THE TASK: Count the lines in the records below that contain the word "fleece" and reply with that number alone.
━━ INPUT FOR THIS TASK
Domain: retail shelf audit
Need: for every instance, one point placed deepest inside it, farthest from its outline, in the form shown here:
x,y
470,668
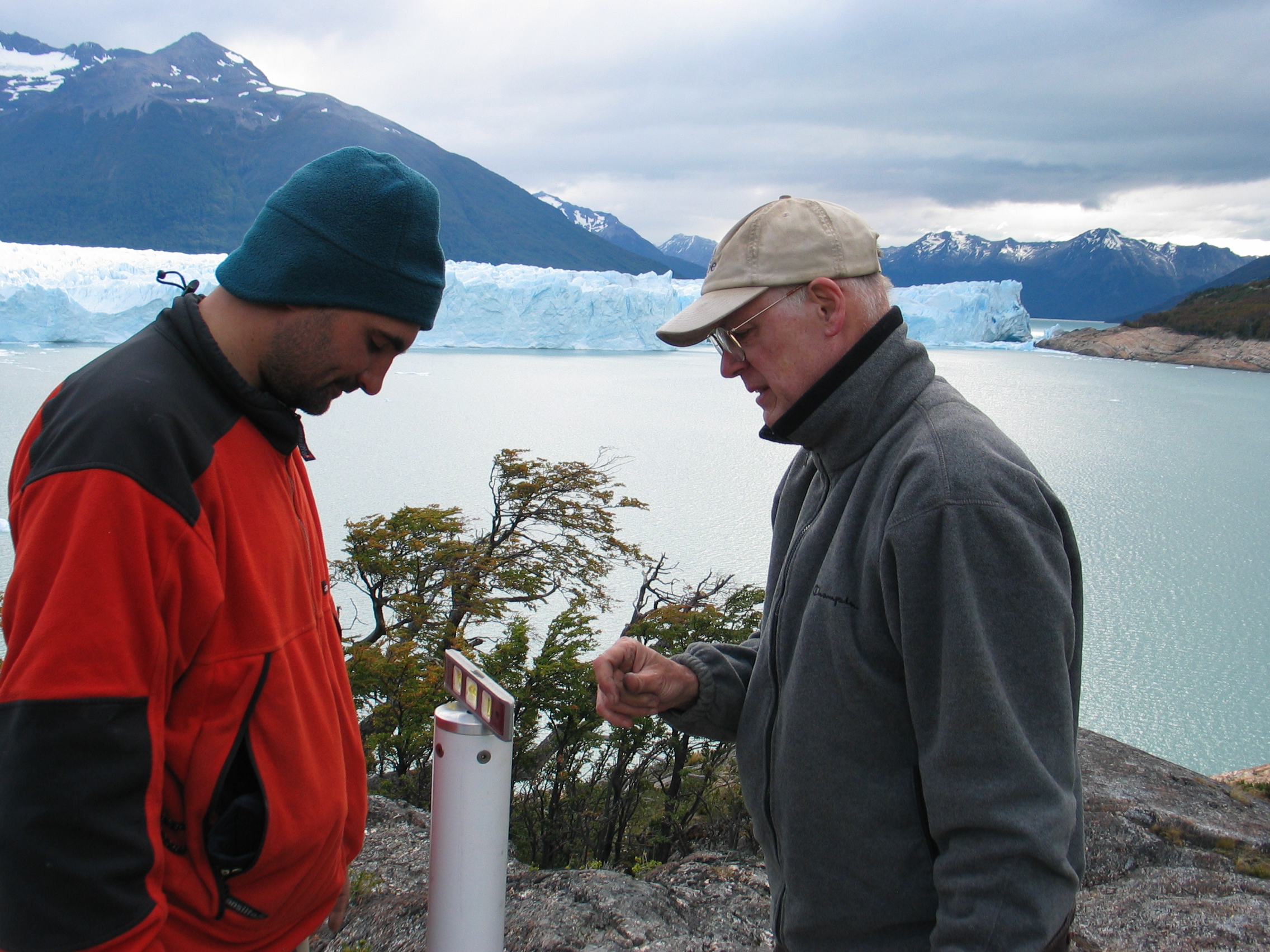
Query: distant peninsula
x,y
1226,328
━━━━
━━ INPUT FOR THIS TASK
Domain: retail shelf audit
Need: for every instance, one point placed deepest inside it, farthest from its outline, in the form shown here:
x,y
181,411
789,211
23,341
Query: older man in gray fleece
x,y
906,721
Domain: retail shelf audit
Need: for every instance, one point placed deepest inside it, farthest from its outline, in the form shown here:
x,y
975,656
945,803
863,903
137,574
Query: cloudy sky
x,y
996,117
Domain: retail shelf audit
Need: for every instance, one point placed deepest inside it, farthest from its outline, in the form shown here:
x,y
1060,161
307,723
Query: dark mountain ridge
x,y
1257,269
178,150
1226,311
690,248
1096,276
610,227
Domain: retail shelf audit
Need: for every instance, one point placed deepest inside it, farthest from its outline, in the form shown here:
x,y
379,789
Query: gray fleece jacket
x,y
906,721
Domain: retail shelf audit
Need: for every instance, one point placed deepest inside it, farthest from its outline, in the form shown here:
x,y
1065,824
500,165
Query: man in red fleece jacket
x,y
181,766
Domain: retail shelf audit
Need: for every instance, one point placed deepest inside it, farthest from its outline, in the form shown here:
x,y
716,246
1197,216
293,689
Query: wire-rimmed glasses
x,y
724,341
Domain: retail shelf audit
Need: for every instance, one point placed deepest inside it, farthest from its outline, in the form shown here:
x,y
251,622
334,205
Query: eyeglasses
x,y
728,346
━━━━
EXERCISE RESULT: 3